What is required: Under this task are some entries; return every one of them exactly.

(Data extracted from a collection)
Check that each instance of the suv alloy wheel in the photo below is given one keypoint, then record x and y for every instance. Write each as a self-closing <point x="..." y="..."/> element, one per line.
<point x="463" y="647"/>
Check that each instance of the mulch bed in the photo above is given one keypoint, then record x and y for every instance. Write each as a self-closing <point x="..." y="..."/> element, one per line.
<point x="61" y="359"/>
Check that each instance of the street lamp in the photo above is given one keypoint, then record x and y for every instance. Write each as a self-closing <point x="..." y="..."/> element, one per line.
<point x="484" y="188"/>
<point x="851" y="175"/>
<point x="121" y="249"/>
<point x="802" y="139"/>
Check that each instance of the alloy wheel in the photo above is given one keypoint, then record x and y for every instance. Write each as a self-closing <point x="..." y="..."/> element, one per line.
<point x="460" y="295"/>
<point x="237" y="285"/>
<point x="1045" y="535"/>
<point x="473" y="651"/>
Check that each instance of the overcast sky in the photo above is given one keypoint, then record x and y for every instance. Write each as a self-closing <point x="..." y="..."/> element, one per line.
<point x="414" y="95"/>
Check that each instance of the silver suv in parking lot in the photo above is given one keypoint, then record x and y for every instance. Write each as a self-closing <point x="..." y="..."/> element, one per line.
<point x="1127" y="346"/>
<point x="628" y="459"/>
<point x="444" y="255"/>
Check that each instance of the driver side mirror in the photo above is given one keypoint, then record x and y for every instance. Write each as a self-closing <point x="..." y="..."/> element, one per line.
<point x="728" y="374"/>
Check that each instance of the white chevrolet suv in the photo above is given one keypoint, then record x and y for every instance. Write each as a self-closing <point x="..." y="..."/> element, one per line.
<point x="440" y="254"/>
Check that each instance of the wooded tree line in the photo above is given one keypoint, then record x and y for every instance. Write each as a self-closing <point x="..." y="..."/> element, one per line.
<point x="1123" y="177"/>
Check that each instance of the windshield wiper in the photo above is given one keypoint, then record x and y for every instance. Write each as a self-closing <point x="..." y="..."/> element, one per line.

Problem solution:
Check that each instance of the suv alloy wheel in the photo below is given one keypoint, then record x and y for every instance. Write each as a self-closing <point x="..." y="..."/> element, one per line.
<point x="463" y="647"/>
Check that each instance of the mulch bed in the photo above is given one keypoint, then record x and y for every instance. Write each as a self-closing <point x="..." y="..."/> element, one per line.
<point x="61" y="359"/>
Check that each instance of the street lamp in the photo above is given one keypoint, then record x and y for every instance. Write each as a self-closing <point x="..." y="..."/> element, one per line.
<point x="484" y="188"/>
<point x="851" y="175"/>
<point x="121" y="249"/>
<point x="802" y="139"/>
Check that each instance of the alloy wheel in the photo above is given one keypoint, then record x and y for every instance. Write each as a self-closing <point x="..." y="..."/> element, one per line.
<point x="460" y="295"/>
<point x="237" y="285"/>
<point x="1045" y="535"/>
<point x="473" y="651"/>
Check that each instance of the overcast sky in the photo above is given one keypoint, then record x and y for every instance. Write each as a self-closing <point x="..." y="..."/> element, one per line.
<point x="414" y="95"/>
Check that each instance of the silver suv in parking lot in the photo above is given one keypoint, then record x and y for every instance. Write each as a self-closing <point x="..." y="..."/> element, one per line.
<point x="1127" y="346"/>
<point x="628" y="459"/>
<point x="444" y="255"/>
Check that each instance of the driver side mirror in the photo above is given one keypoint, then record x and y for every instance. Write each as a self-closing <point x="..." y="..."/> element, one per line.
<point x="728" y="374"/>
Check that each instance of the white chevrolet suv in the photo above is given one keypoint, then record x and y for every instance. Write each as a self-closing <point x="..." y="..."/> element, one per line.
<point x="440" y="254"/>
Check that each instance of the wooded tree line in the photo above is given one keypoint, then record x and y for every instance. Write each as a self-closing <point x="..." y="..."/> element, one per line.
<point x="1123" y="177"/>
Check that each instance of the windshield wiper in the photo above is given one keypoint, then record x and y for every instance. Write each as a self-closing <point x="..." y="..."/> element, one per line.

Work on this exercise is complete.